Texto:
# # # #

As confusões de Macron
Posted: 12 Dec 2018 01:51 AM PST
[Nota prévia: Quem seja dado a teorias da conspiração, diria que o atentado de Estrasburgo surge num momento de particular tensão para o governo francês, que, num estado de improvisação e desespero, bem precisaria de um inimigo externopara unir os franceses...]
Atente-se às medidas anunciadas segunda-feira à noite pelo presidente Macron, supostamente para - usando a estranha expressão usada em noticiários nacionais - "apaziguar a rua". Ora, o que é mais escandaloso é que, medidas que deveriam atenuar a desigualdade social reinante em França, acabam por representar um apoio público ao actual status quo, gerador deste caldo explosivo.
O salário mímimo vai aumentar 100 euros, mas esse aumento não será tributado e será "sem custos suplementares para os empregadores".Trata-se de uma antecipação de 70 euros nos aumentos já previstos, embora adoptado como prémio de actividade (figura existente desde 2016, criada pelo govreno Hollande, orientada para os trabalhadores mais pobres, aqueles que ganham entre metade e 1,2 vezes o salário mínimo, atribuída em função dos rendimentos do agregado). Representará uma prestação social cujo impacto em termos líquidos vai depender dos rendimentos globais do agregado familiar. Esta foi a forma escolhida para que a medida não tivesse efeito de contágio na estrutura salarial geral. Não é um aumento salarial! Não terá efeito na reforma nem na remuneração de referência do subsídio de desemprego e vai subir mais lentamente que a inflação. Só isso diz muito do que se defende. E mesmo assim, o governo embrulhou-se todo em contradições sobre o seu montante, dando a entender que nada fora devidamnte estudado. Mas a verificar-se, tratar-se-á de uma ajuda pública às empresas e um incentivo indirecto à contratação a baixo valor. No Parlamento, o primeiro-ministro fez o número de como as medidas anunciadas estivessem planeadas: "Quando foi que o SMIC aumentou 100 euros?"
O trabalho extraordinário não será tributado. Fica por explicar de que forma esta medida se enquadra nas respostas ao movimento Coletes Amarelos. Parece ser bem mais uma reivindicação patronal. Primeiro, porque vai atingir apenas 40% dos assalariados, aqueles que fazem horas extraordinárias. Depois, trata-se de uma ampliação do que já se verifica: parte dos encargos patronais já são pagos pelo Estado - as contribuições sociais - alargando-se agora ao quadro fiscal e regressando-se à situação vigente no mandato de Sarkozy entre 2007 e 2012. No fundo, o trabalho extraordinário que - como a própria designação refere - deveria ser extraordinário, passa a ser um tipo de horário de trabalho incentivado pelo Estado francês, em que os encargos patronais passarão a ser pagos na totalidade pelo Estado. Ora, incentivar o trabalho extraordinário é desincentivar a nova contratação, sendo que o desemprego é a principal fonte de pobreza. Acresce que serão mais beneficiados os rendimentos mais elevados. Trata-se de uma medida que, aqui em Portugal, já foi defendida pelo... CDS (!).

# # # #

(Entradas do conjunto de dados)
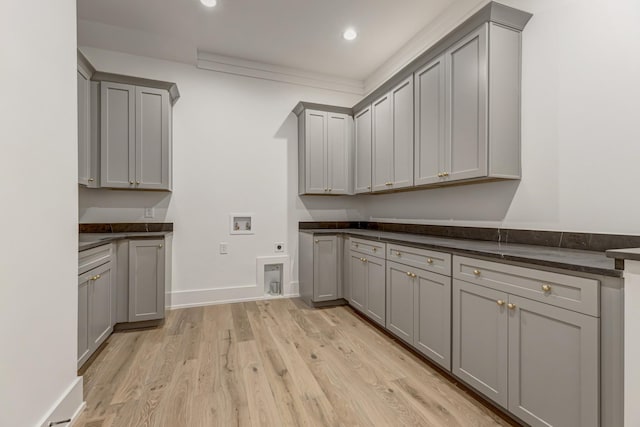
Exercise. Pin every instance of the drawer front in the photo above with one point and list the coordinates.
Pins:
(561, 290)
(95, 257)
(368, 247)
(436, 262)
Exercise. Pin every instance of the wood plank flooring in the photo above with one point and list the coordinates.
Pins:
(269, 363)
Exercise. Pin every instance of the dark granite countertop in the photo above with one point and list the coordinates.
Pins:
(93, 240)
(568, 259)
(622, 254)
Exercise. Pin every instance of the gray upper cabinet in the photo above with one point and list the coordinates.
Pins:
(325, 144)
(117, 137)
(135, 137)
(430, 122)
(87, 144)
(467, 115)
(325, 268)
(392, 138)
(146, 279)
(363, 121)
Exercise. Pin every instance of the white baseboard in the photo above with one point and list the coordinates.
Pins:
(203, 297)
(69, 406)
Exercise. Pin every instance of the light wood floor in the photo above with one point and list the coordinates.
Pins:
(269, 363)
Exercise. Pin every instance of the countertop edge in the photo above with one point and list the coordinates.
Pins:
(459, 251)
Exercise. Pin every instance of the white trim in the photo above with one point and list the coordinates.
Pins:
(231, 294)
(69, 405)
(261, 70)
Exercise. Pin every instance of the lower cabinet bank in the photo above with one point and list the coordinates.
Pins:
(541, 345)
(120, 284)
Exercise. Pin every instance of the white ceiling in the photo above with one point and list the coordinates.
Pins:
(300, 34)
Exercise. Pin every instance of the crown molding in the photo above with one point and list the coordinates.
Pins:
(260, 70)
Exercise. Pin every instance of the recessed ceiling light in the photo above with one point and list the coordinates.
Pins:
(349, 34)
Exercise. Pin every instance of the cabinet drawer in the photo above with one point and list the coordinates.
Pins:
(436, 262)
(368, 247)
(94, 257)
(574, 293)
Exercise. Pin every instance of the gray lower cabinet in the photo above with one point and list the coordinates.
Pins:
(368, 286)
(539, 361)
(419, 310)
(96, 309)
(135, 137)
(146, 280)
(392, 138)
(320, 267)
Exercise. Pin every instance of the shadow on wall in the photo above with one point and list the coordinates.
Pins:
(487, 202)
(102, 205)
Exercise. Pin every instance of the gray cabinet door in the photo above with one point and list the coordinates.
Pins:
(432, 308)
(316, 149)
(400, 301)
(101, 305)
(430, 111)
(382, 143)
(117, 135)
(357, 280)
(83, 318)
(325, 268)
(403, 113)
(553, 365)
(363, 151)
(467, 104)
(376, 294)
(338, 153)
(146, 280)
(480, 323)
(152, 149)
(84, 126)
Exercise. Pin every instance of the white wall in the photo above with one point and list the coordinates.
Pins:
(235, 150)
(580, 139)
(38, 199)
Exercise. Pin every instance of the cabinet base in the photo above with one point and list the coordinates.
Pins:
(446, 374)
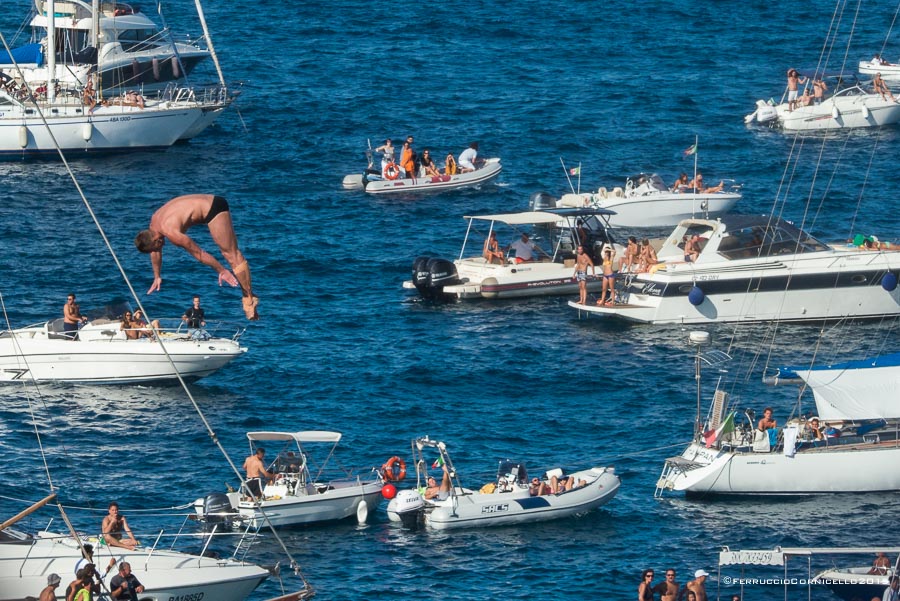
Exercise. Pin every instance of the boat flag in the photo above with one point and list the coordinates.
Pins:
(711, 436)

# # # #

Tarefas a realizar:
[A] Reproduza palavra por palavra o trecho do texto sobre as medidas de Macron que começa em "As confusões de" e segue até "deste caldo explosivo.".
[B] De acordo com o texto sobre as medidas de Macron, que percentagem dos assalariados será abrangida pela isenção fiscal do trabalho extraordinário?
[C] Prossiga o texto sobre as medidas de Macron a partir do ponto em que termina.
Os registos provêm de uma fonte diferente da do texto.

Respostas escritas:
[A]
As confusões de Macron
Posted: 12 Dec 2018 01:51 AM PST
[Nota prévia: Quem seja dado a teorias da conspiração, diria que o atentado de Estrasburgo surge num momento de particular tensão para o governo francês, que, num estado de improvisação e desespero, bem precisaria de um inimigo externopara unir os franceses...]
Atente-se às medidas anunciadas segunda-feira à noite pelo presidente Macron, supostamente para - usando a estranha expressão usada em noticiários nacionais - "apaziguar a rua". Ora, o que é mais escandaloso é que, medidas que deveriam atenuar a desigualdade social reinante em França, acabam por representar um apoio público ao actual status quo, gerador deste caldo explosivo.

[B] 40% dos assalariados, ou seja, aqueles que fazem horas extraordinárias.

[C]
Prémios isentos de impostos. Representa uma medida efectivamente reivindicada pela associação patromal Ethic. Seria - na ideia oficial - uma forma de dar poder de compra, através de uma redução de impostos sobre os prémios. É, mais uma vez, um apoio público às obrigações empresariais, das quais beneficiarão apenas os assalariados visados nas empresas que os usem, restando saber quantas o farão. Se a ideia era apoiar maciçamente os franceses -.como o disse o primeiro-ministro no Parlamento - a medida parece mal desenhada. Até poderão contribuir, sim, para ampliar fosso na desigualdade salarial.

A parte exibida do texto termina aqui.